>> BEGIN

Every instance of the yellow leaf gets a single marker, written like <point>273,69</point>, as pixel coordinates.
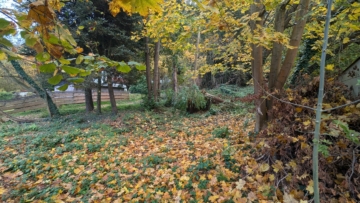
<point>41,13</point>
<point>214,198</point>
<point>112,182</point>
<point>307,122</point>
<point>2,55</point>
<point>79,50</point>
<point>135,6</point>
<point>2,190</point>
<point>346,40</point>
<point>288,198</point>
<point>310,187</point>
<point>77,171</point>
<point>240,184</point>
<point>330,67</point>
<point>264,167</point>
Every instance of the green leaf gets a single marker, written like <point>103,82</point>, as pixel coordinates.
<point>43,56</point>
<point>141,67</point>
<point>4,23</point>
<point>64,61</point>
<point>76,80</point>
<point>85,73</point>
<point>5,42</point>
<point>71,70</point>
<point>123,67</point>
<point>64,87</point>
<point>79,59</point>
<point>30,41</point>
<point>55,80</point>
<point>48,68</point>
<point>133,63</point>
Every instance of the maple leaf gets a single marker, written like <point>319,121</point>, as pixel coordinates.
<point>288,198</point>
<point>135,6</point>
<point>41,13</point>
<point>214,198</point>
<point>240,184</point>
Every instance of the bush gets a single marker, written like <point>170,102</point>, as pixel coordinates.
<point>140,87</point>
<point>5,95</point>
<point>190,99</point>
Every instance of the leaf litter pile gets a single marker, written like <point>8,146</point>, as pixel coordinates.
<point>139,157</point>
<point>149,157</point>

>> END

» **What you need to do**:
Reproduce the data above with "single marker" swapped for "single dot" wherever it occurs, keeping every other line unchanged. Leave out the pictures.

» **The response**:
Every instance of the yellow leaf gets a single dot, written like <point>273,69</point>, as pixel coordinates.
<point>41,13</point>
<point>214,198</point>
<point>112,182</point>
<point>307,122</point>
<point>2,55</point>
<point>79,50</point>
<point>135,6</point>
<point>2,190</point>
<point>346,40</point>
<point>288,198</point>
<point>310,187</point>
<point>77,171</point>
<point>240,184</point>
<point>330,67</point>
<point>264,167</point>
Every instance of the green leaf gets a single dot, written like <point>103,82</point>, as pixel coordinates.
<point>43,56</point>
<point>141,67</point>
<point>4,23</point>
<point>64,61</point>
<point>76,80</point>
<point>85,73</point>
<point>5,42</point>
<point>71,70</point>
<point>123,67</point>
<point>64,87</point>
<point>79,59</point>
<point>30,41</point>
<point>55,80</point>
<point>48,68</point>
<point>133,63</point>
Every instance of the maple leaf gets a single dot, written like <point>319,121</point>, as pixel coordinates.
<point>288,198</point>
<point>135,6</point>
<point>41,13</point>
<point>214,198</point>
<point>240,184</point>
Every instance of the bush gets a single dot, written like <point>170,102</point>, as pixel coordinates.
<point>140,87</point>
<point>5,95</point>
<point>190,99</point>
Every instance of the leaf litter pile gets a single dot, written like <point>8,146</point>, as pixel coordinates.
<point>139,157</point>
<point>149,157</point>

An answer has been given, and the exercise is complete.